— BEGIN DATA PROVIDED —

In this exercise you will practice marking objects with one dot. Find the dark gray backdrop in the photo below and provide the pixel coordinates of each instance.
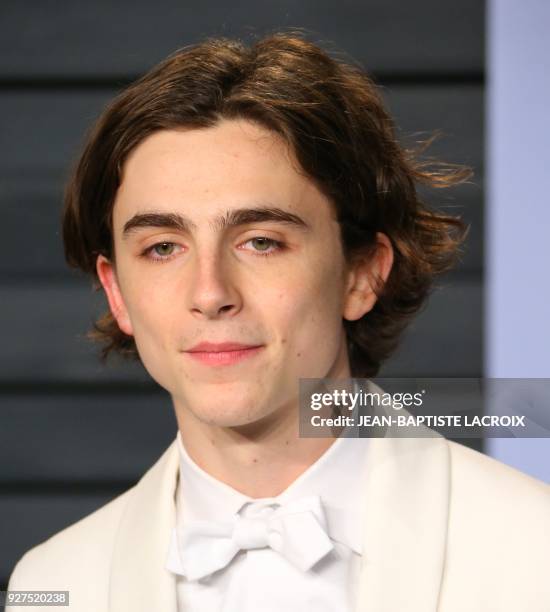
(73, 434)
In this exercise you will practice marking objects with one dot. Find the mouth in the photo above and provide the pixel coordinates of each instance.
(224, 353)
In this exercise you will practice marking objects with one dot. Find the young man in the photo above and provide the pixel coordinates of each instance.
(253, 222)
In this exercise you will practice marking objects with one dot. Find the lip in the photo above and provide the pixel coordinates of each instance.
(222, 353)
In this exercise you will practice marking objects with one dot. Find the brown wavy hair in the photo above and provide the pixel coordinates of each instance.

— END DATA PROVIDED —

## WRITTEN TASK
Swap "photo" for "image" everywhere in the material above and write it all out again with nothing else changed. Leave the pictures out.

## ANSWER TO THIS PROBLEM
In this exercise you will practice marking objects with one dot. Find the dark gray backdrop in the image below and provide the pixel coordinates of each instance.
(73, 434)
In this exercise you will practice marking objects with one dot. Find the mouth in the image above and provide the pixel coordinates of each instance.
(224, 353)
In this exercise you will practice marking objects with one dot. Find the young man in the image above and provide the pixel coordinates of each instance.
(253, 222)
In this exercise you will practice marking objects with one dot. Find the lip in the image above and provide the pixel coordinates of each instance.
(222, 353)
In this exercise you will practice marking objects with one dot. Find the brown wavy hair in the image above and provide the pixel coordinates of each instance.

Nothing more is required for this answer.